=== Extract to read ===
──────────

Educational content will also stream on the PBS SoCal and KCET websites, on the free KCET app – available on Roku and Apple TV – and on the PBS Video app, also available on Roku, Apple TV as well as Amazon Fire TV, Samsung Smart TV, Google Play and YouTube.
KCET and PBS SoCal CEO Andrew Russell said the measures will allow 700,000 local Los Angeles Unified students in diverse communities across more than 700 square miles access to educational resources starting Monday regardless of their broadband access.
“As cornerstone institutions in our community, PBS SoCal and KCET have a mission to connect communities so we’re already talking to stations throughout the state, and even across the country, to follow our model.” He said national PBS is making the three Los Angeles stations’ daily broadcast schedules available on its Interconnection system, which allows all PBS stations across the country to pluck then from the cloud and air them.

──────────

=== Extracted material ===
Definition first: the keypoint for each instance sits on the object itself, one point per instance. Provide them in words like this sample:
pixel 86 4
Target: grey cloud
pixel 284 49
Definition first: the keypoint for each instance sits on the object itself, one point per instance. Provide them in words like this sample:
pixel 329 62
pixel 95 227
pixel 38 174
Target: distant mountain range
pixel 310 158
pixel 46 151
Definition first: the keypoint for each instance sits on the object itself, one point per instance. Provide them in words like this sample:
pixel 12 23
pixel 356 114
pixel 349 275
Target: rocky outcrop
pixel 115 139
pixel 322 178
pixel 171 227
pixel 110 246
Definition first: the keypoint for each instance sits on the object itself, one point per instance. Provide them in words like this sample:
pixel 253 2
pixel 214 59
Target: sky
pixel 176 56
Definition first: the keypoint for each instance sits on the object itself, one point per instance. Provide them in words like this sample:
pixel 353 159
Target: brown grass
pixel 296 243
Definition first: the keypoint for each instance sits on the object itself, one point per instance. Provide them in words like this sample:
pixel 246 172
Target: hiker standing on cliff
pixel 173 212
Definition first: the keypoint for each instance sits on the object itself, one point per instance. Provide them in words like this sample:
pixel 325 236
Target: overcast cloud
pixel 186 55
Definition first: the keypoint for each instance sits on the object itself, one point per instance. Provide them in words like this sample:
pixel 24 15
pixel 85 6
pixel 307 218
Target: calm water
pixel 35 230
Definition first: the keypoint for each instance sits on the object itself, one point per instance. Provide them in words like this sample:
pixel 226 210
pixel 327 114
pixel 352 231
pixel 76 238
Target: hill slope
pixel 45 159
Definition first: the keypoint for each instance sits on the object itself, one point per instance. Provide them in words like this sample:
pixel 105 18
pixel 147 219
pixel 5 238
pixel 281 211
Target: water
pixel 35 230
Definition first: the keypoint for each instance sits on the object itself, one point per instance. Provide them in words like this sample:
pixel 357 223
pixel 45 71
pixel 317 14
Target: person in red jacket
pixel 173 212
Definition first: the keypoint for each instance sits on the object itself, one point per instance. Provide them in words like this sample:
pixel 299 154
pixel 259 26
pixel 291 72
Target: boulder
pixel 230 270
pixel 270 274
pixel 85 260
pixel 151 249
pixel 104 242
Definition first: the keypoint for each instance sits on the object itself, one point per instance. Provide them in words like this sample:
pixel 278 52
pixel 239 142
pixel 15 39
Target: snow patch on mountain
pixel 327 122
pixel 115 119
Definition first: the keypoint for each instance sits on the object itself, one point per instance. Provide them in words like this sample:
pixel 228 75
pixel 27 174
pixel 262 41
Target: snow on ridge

──────────

=== Study questions ===
**a.** Answer these questions from the text on PBS SoCal and KCET educational content:
(i) On which devices is the free KCET app available?
(ii) How many Los Angeles Unified students will gain access to educational resources, according to Andrew Russell?
(iii) On what system is national PBS making the three Los Angeles stations' daily broadcast schedules available?
**b.** Turn the paragraph of the PBS SoCal and KCET text that begins "Educational content will also stream" into a list of where the content streams and which platforms carry each app.
**c.** Continue the text about PBS SoCal and KCET educational broadcasting, picking up after its final sentence.

=== Answer set ===
**a.**
(i) Roku and Apple TV.
(ii) 700,000.
(iii) Its Interconnection system.

**b.**
- PBS SoCal website
- KCET website
- Free KCET app: Roku, Apple TV
- PBS Video app: Roku, Apple TV, Amazon Fire TV, Samsung Smart TV, Google Play, YouTube

**c.**
PBS SoCal programming will engage the pre-K through second grade set. KLCS is targeting grades 3 to 8, and KCET grades 9 to 12. PBS SoCal and KCET will revert to regular scheduled programming in primetime. KLCS will continue to air a mix of pre-K through grade 12 content throughout the evening and overnight. The stations’ digital channels will feature additional educational programming.
“We have two weeks of programming planned and will take it from there,” Russell said.
LAUSD is the second biggest district in the nation after New York. The over-the-air element is key because about 80% of students are from families living in poverty, PBS SoCal said. An estimated 50% of students in Los Angeles Unified lack the digital tools – computer or tablet – to participate in online curriculum and 25% of families lack access to the internet at home.
Russell said the design of the initiative only started on Monday after Superintendent Beutner reached out to Paula Kerger, CEO of PBS in Washington D.C. and to Russell. Beutner asked the team from PBS to work with the instructional team at Los Angeles Unified to come up with the best standards-based instructional content they could find with rigorous lesson plans. Educators and families also gave input.
Russell said about 100 educational directors from PBS stations around the country joined him on a conference call today to discuss the Los Angeles initiative and “how we could build a national collaboration to serve our communities” as more and more school districts begin to close around a nation gripped by fear of the spreading coronavirus.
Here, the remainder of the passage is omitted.